Requirement:
Pick out every line of the records that contains the word "white" and copy each one. Case counts, so match only that exact capitalization.

(Entries from an annotation dataset)
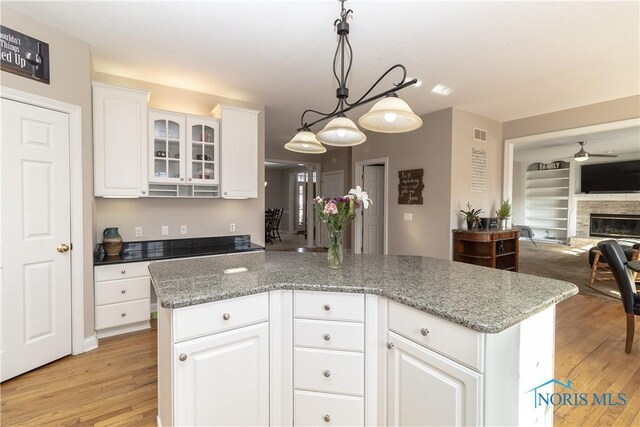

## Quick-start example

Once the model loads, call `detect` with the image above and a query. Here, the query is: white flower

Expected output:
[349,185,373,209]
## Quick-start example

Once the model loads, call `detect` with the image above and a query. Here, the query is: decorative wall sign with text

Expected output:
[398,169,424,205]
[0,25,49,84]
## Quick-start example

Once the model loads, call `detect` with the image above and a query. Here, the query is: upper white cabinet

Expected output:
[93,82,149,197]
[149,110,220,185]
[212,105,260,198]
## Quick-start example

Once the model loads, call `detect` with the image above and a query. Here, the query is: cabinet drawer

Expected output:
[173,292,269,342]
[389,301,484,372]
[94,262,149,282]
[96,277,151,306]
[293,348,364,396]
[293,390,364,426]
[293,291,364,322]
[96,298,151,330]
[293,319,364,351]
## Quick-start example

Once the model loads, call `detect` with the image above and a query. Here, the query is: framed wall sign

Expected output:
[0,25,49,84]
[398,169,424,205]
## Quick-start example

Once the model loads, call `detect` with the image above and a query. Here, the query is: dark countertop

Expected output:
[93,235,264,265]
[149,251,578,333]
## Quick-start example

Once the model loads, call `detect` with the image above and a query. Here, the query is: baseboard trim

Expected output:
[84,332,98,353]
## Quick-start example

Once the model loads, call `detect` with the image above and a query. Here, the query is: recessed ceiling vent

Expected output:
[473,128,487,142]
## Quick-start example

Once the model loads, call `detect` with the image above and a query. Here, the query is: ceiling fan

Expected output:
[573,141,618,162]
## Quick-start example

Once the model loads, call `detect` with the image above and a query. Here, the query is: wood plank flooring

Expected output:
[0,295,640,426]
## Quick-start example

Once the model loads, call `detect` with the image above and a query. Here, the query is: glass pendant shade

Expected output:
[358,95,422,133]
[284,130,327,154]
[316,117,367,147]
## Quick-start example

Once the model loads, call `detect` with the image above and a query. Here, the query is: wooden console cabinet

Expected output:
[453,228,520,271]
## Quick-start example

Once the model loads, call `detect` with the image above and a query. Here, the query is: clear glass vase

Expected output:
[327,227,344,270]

--

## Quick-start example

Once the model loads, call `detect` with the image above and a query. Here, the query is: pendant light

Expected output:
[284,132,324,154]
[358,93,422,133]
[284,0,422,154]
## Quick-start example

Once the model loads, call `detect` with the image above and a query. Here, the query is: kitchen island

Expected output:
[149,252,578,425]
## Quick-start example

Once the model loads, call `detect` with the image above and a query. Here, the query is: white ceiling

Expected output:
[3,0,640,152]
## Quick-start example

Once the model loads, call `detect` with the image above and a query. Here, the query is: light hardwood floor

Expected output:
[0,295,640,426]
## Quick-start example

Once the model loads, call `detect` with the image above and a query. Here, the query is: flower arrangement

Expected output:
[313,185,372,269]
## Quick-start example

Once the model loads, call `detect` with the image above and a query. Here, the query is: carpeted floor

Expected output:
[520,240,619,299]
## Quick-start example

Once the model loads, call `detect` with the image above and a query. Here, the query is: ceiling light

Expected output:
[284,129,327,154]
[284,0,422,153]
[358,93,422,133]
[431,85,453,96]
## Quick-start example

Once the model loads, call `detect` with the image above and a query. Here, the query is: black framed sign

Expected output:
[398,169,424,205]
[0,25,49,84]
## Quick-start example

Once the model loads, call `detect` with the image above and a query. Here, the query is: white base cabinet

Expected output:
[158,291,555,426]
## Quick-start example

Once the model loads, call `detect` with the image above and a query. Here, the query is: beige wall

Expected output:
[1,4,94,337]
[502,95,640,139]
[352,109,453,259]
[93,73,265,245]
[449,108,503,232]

Solution for this problem:
Once the model loads, call `detect` with the image above and a query. Here, the query is: white flower
Once the model loads, call `detect` with the image above and a query. Here, the query is: upper white cabinet
Once the model loads, call `detect` with the image above and a query. Here, the query is: white ceiling
Once the model loads, call `detect` with the image above and a query. Here, the query is: white base cabinet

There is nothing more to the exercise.